** THE TASKS **
**a)** Name every top-level key in the YAML Function definition within the text on buildless serverless Functions.
**b)** Write the next part of the text on buildless serverless Functions, picking up after its final sentence.

─── EXTRACT ───

NOTE: This is only an example. We can pass the code in env or think about another solution.

We also know that we can keep code in configmap and mount it to every function pod, but this solution has huge disadvantages. The time needed for Kubernetes to update mounted files in pods collapses from 5sec to 30sec. We aim for a solution that allows us to run functions in less than 5sec, so we can't see configmaps.

Function v2

The POC v1 aims to be fully compatible with the actual solution so as a result we've got a solution proposition that does not require any changes in the Functions API (CRD). The POC v2 changes too many things and concepts as a result we should prepare totally new Functions CR version, for example, the v2alpa1 that will contain only necessary fields.

Unfortunately, migration from version v1alpha2 to v2alpa1 will be not possible so we should deprecate old functions and help users with migration from old to new solution, but we can't propose any automatic mechanism.

Conclusions

• There will be no NFS server and no PVC for function
  • We can't support user dependencies
  • We should prepare a few variants of our runtimes
  • We can support users by adding their own variants
• We can perform hot-deploy functionality based on behavior performed by every pod
• We can't support the old Function v1alpha2 spec
  • We should propose a new v2alpha1 version
  • We can't migrate the v1 to the v2 but we can help users with migration (create a tutorial or something)

[pPrecel]

Function v2alpha1

In this POC we mentioned that we should prototype and implement another version of our Functions. I would propose the very first shape of such an API. I prepared it based on the existing solution, but without fields that we can't support (like things about build configuration like spec.resourceConfiguration.build or old-fashioned thingies like spec.scaleConfig). The new Function may look like:

apiVersion: serverless.kyma-project.io/v2alpha2
kind: Function
metadata:
  name: function
spec:
  replicas: 1
  runtime: nodejs20
  runtimeImageOverride: pprecel/nodejs20-custom:0.1
  source:
    inline: |- # or code:
      function main() {...
    # or
    # gitRepository: ...
  env:
    - name: MY_ENV
      value: MY_VALUE
  resourceConfiguration:
    profile: XL
    # or
    # requests...
    # limits...
  secretMounts:
  - secretName: my-secret
    mountPath: /tmp/secret
  labels:
    test-label: test-label-value
  annotations:
    test-annotation: test-annotation-value

New Horizon

These changes are the very end of certain features but the beginning of a new, better buildless-serverless life, and a new horizon.

─── SOURCE EXCERPT ───

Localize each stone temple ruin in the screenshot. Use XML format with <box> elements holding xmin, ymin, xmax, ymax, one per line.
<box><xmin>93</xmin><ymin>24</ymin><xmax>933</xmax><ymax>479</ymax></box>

───

** THE REPLIES **
**a)** apiVersion, kind, metadata, spec

**b)**
We can support users who have prepared custom runtime bases with additional functionalities or dependencies and want to pull these runtime bases from private registries. Previously we had to connect our ServiceAccounts to every functions pod because these ServiceAccount allows a pod to pull images from a private in-cluster registry where we store such images. Right now we can allow users to use their own ServiceAccount for every function to allow users to pull images from private registries and for example to configure RBACs for every function.

For example:

A user may want to deploy a function that has to update configmap or any other resource after getting a request. Then user can define a custom ServiceAccount with a Role and RoleBinding that allows to do such operations on the cluster.

When a user wants to deploy a function with a custom base runtime image, and such image is located inside the private registry, then ServiceAccount with imagePullSecrets configured:

imagePullSecrets:
- name: private-registry-configuration

New Challenges

Right now we keep a kind of hot-potato in our serverless manager, called libgit2 which is really hard to maintain from our perspective. It gives us strong possibilities because we can easily handle connection with every kind of git provider in a new version. The problem is that libgit2 faces memory leak issues that are described here and I don't see the possibility of fixing these problems, because git2go (go implementation for libgit2) is unmaintained (more info).

If we want to propose and still support git-sourced functions I would suggest thinking about alternatives. The huge problem is the best (from my perspective) alternative is go-git but as far as I know the input data needed for connections looks a little bit different and we should prototype and refactor our actual API under the spec.source.gitRepository field.

New Possibilities

From our perspective, the actual Serverless is the developer-only tool. It means that is does not meet production-grade requirements like SAP-SLC29. The good news is in our new architecture we may re-investigate this topic and maybe we can meet such requirenments with git-sourced functions.

This is only a quick thought and as I said it requires re-investigation in this area, but hope is our fuel.

[kwiatekus]

Having consulted @pbochynski and @varbanv, we decided that possibility for users to define custom dependencies should be preserved.
Only thing that should be dropped is the kaniko build itself.

As a next step, please implement a prototype (v3) with the following assumption:

• function code is injected into the runtime pod w/o a need for build (consider injecting handler code during container start or as mounted config map )
• function dependencies are resolved at the start time of the function pod (additional npm install)

- command: 
      - "bash"
      - "-c"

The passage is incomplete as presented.